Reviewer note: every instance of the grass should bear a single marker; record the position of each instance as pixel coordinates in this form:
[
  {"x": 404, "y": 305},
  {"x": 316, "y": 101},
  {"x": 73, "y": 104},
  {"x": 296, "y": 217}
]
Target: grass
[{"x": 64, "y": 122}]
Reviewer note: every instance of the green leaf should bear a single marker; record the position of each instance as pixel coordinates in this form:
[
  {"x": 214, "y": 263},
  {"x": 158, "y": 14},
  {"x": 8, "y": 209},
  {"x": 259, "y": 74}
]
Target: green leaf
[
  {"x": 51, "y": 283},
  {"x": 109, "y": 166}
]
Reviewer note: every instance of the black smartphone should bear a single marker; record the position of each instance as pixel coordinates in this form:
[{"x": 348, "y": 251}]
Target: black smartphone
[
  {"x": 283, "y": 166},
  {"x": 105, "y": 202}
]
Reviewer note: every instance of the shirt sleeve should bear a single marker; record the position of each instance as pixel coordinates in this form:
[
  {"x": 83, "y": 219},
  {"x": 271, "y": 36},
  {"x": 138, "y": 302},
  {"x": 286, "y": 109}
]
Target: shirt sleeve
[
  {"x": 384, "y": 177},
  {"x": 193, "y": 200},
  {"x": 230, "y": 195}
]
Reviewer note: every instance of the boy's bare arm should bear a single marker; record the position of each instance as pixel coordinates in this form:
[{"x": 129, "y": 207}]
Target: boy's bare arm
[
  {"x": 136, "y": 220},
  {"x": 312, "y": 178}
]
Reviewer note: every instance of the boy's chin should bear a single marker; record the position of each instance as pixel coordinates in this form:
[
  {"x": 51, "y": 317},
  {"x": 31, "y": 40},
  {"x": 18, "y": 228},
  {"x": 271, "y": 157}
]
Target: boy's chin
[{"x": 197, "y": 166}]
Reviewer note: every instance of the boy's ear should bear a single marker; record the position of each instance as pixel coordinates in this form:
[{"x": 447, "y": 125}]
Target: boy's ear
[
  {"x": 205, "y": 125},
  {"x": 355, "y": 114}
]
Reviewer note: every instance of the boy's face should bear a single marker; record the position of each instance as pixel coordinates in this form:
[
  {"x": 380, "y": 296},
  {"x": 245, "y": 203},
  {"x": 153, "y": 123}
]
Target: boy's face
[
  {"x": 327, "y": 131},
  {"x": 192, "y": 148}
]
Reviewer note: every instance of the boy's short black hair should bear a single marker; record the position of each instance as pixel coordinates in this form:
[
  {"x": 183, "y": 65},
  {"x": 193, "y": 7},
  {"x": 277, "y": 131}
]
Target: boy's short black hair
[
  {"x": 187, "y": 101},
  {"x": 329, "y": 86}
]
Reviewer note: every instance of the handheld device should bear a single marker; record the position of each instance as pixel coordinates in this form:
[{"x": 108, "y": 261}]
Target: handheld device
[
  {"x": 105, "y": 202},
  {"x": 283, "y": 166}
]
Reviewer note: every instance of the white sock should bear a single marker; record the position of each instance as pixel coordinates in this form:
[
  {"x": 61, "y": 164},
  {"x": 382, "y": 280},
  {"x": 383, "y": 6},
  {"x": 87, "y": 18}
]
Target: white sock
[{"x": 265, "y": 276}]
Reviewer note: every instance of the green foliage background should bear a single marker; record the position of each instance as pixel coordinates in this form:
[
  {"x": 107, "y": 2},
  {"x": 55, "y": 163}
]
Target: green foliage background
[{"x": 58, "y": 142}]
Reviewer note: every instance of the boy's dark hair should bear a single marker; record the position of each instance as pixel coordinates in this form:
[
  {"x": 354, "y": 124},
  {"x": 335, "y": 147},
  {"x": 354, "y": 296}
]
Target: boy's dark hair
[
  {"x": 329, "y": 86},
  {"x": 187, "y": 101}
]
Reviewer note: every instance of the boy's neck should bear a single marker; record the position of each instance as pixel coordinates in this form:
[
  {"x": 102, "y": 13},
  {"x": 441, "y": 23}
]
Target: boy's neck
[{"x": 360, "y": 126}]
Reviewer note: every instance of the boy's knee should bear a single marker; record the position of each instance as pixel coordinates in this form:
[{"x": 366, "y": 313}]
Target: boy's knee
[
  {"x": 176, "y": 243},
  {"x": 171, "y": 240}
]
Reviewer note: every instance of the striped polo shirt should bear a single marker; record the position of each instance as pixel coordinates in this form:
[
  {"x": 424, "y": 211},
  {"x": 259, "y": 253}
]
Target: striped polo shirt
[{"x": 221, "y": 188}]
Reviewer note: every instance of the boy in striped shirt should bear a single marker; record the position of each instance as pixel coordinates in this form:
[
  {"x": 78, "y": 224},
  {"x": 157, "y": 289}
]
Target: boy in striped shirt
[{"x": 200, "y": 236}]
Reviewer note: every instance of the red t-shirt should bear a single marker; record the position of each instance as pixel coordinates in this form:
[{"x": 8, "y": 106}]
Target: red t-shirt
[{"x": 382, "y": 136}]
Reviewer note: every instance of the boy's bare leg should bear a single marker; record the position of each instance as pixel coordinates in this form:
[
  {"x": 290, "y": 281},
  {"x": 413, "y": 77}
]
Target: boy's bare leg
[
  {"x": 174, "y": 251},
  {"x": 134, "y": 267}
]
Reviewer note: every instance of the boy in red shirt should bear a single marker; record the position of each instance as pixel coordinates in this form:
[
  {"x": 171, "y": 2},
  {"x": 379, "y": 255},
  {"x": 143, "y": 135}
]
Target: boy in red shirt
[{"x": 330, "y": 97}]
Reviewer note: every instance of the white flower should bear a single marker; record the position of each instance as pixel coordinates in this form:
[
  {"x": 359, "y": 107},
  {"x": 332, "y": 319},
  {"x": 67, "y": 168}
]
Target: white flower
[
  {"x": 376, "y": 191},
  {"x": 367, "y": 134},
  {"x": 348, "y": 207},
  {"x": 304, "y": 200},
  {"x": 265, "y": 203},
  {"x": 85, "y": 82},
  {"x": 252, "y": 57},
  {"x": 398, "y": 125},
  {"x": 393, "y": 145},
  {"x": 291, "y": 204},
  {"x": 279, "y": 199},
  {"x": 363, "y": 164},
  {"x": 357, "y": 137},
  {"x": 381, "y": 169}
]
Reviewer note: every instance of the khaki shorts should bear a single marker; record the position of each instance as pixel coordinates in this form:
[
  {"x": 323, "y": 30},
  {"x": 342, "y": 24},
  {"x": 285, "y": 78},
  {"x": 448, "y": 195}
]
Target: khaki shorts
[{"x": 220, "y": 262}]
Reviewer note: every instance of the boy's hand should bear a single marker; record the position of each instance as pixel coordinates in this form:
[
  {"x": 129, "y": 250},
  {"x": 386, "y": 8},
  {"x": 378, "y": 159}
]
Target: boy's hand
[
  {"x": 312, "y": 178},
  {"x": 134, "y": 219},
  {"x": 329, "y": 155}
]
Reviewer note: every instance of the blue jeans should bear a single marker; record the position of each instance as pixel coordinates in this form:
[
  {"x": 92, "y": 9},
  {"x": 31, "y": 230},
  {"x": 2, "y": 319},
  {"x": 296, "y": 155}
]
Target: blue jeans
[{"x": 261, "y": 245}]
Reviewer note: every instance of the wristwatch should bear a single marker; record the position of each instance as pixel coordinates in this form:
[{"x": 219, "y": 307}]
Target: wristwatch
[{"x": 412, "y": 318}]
* * * * * * * * *
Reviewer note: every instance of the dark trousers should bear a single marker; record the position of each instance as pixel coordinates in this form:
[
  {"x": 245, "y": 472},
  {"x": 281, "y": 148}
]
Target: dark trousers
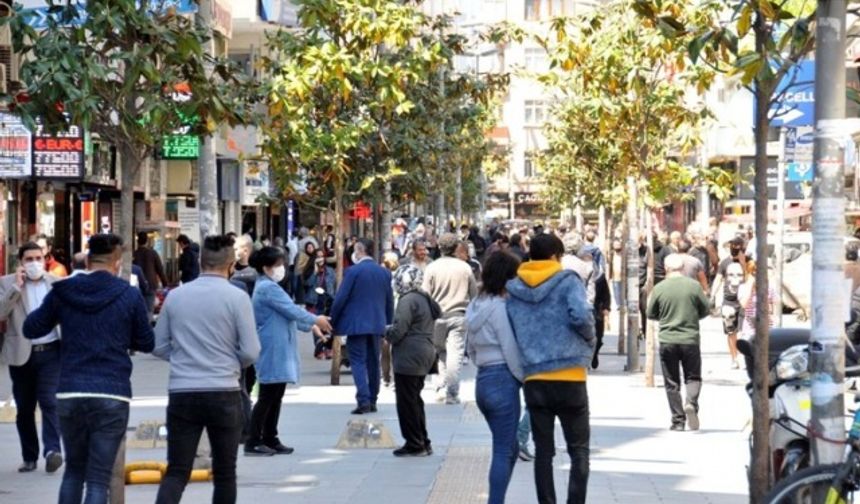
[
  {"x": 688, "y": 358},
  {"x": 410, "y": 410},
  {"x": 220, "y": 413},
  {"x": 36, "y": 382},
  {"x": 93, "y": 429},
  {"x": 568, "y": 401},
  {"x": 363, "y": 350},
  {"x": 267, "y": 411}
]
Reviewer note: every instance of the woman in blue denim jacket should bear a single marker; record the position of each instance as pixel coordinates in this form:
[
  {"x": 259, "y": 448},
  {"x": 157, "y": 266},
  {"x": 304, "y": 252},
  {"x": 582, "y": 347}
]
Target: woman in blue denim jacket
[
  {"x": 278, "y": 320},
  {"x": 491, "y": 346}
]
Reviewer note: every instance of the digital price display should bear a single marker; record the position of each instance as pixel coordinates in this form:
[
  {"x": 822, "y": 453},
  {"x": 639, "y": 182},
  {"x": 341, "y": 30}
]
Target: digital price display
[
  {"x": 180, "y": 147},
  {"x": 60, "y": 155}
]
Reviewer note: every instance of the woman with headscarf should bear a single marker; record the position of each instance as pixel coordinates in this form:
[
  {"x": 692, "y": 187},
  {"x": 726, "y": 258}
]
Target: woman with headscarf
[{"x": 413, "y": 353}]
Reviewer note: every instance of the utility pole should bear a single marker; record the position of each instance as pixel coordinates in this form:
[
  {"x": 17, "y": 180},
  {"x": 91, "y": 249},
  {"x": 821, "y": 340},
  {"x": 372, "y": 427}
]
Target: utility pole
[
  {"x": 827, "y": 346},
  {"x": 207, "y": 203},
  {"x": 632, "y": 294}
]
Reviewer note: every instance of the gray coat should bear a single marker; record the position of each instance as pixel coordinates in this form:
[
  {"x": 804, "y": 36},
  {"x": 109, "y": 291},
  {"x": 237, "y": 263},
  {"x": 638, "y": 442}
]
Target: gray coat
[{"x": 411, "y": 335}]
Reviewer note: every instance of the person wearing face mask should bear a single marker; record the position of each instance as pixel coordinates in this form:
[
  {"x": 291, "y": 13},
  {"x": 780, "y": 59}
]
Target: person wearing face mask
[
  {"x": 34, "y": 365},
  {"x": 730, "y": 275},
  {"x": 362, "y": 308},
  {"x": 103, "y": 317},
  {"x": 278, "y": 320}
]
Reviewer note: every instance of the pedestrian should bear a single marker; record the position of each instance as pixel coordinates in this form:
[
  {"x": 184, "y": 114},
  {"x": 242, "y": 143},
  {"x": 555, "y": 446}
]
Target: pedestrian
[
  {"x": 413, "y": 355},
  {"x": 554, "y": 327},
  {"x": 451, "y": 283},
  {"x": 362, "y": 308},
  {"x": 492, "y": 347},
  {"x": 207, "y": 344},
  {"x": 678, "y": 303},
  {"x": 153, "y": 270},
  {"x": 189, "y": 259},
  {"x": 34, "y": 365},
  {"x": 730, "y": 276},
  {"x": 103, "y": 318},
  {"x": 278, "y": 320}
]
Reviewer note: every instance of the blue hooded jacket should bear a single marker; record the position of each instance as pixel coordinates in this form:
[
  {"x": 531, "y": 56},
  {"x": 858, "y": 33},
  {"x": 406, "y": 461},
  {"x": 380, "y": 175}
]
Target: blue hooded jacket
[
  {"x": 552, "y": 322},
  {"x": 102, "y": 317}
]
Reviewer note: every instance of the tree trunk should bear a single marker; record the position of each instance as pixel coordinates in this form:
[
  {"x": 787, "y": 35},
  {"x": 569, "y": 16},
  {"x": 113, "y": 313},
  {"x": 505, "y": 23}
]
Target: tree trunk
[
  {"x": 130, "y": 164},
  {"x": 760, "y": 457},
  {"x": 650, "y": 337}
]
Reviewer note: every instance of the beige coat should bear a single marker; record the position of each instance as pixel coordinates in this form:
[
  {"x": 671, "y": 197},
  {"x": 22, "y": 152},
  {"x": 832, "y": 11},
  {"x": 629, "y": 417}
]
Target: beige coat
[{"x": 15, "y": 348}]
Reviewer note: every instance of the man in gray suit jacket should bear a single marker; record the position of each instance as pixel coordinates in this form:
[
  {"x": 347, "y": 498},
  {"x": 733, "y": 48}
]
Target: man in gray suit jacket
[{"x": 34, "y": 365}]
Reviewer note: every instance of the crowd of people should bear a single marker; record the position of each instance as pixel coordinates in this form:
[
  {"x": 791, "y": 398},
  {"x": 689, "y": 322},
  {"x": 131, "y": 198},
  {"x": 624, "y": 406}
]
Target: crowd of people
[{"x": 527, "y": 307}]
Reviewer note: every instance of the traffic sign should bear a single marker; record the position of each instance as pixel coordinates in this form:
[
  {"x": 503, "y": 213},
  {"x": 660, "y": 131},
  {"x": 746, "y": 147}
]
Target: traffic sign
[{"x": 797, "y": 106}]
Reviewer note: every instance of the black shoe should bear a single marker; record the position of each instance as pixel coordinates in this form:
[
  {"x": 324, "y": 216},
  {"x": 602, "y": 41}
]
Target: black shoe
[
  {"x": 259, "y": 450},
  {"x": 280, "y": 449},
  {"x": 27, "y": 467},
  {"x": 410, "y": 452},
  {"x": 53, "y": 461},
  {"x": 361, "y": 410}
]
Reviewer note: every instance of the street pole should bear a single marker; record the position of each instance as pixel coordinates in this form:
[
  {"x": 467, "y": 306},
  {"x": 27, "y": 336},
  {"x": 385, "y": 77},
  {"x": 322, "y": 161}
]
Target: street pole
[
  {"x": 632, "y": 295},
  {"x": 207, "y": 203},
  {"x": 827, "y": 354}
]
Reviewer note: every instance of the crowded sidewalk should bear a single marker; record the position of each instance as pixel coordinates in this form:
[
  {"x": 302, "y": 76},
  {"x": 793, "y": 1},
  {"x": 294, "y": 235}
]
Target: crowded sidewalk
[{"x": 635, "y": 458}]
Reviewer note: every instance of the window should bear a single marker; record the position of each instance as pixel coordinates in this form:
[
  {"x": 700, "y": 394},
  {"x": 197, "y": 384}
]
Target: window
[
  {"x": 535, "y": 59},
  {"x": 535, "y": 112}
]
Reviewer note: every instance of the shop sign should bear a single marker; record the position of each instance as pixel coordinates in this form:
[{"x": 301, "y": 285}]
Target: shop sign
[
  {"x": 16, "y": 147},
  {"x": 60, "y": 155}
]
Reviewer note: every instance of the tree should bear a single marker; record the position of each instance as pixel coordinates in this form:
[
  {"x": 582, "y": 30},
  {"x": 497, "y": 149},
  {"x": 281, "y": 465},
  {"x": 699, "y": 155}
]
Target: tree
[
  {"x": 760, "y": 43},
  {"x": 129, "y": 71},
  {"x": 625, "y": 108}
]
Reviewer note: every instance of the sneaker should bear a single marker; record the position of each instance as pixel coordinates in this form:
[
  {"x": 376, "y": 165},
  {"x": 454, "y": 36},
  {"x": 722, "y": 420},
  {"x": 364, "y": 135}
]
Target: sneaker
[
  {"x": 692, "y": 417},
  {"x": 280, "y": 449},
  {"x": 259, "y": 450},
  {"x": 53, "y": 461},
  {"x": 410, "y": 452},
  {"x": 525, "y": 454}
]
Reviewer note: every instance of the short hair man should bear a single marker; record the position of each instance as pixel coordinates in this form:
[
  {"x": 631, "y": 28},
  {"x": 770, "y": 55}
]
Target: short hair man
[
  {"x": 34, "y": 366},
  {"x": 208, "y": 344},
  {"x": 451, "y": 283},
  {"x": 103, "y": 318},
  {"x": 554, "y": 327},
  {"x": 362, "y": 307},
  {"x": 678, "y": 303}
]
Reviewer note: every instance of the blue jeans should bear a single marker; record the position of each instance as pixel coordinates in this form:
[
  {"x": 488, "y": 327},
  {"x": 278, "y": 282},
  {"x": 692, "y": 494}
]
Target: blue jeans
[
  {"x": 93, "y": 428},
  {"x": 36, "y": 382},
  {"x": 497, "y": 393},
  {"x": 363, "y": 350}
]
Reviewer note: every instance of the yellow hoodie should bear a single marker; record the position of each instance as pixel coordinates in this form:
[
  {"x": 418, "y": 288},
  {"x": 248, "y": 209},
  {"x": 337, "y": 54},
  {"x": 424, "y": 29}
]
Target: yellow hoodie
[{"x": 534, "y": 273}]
* * * * * * * * *
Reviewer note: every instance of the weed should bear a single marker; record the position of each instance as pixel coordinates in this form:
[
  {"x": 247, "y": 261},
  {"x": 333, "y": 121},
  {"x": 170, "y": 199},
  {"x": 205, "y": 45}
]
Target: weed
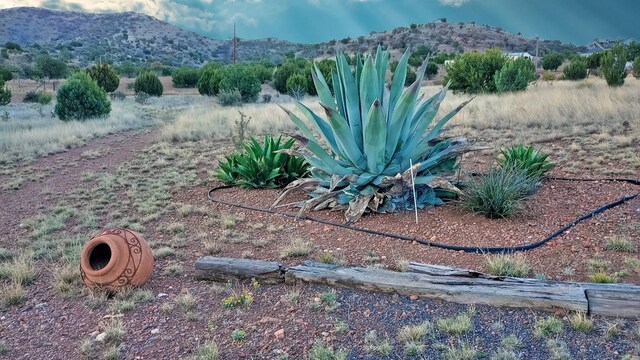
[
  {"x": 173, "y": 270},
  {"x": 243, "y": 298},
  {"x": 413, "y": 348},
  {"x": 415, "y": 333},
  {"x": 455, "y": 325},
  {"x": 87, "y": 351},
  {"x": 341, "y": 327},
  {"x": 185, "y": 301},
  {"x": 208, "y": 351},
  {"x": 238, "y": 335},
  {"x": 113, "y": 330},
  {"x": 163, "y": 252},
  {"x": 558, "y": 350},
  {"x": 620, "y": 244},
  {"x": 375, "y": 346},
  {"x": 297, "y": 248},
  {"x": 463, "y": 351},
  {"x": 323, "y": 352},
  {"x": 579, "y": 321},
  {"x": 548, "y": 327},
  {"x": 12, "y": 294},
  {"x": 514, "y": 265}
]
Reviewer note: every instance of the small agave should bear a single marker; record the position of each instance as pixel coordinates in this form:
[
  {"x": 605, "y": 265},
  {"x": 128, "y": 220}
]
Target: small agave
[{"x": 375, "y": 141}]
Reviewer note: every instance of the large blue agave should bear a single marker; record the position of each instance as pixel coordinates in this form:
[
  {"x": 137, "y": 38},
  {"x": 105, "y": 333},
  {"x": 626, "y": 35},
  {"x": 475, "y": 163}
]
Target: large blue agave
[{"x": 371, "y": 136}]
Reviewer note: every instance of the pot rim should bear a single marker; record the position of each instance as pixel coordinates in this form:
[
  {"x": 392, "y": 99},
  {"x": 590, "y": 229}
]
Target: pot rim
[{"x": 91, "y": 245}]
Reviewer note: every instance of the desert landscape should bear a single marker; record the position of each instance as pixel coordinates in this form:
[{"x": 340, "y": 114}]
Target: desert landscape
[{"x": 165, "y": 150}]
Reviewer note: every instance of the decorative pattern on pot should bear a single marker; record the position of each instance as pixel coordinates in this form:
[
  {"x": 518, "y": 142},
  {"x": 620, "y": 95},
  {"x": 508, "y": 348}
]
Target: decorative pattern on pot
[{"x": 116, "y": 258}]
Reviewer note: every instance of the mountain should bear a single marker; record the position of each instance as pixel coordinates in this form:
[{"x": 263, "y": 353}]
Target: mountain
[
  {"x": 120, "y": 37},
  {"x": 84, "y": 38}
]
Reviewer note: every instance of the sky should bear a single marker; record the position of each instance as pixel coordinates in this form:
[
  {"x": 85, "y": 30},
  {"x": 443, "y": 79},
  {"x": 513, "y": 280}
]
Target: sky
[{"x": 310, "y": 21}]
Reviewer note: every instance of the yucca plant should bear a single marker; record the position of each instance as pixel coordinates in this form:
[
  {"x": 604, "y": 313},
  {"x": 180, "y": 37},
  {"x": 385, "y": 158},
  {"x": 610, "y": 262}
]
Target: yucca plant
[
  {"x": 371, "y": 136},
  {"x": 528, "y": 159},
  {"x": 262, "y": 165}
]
* * * * * * * * *
ТРЕБОВАНИЯ К ЗАДАНИЮ. Подсчитайте, сколько строк в записях выше содержат слово «suit». В ответе укажите только это число.

ОТВЕТ НА ЗАДАНИЕ. 2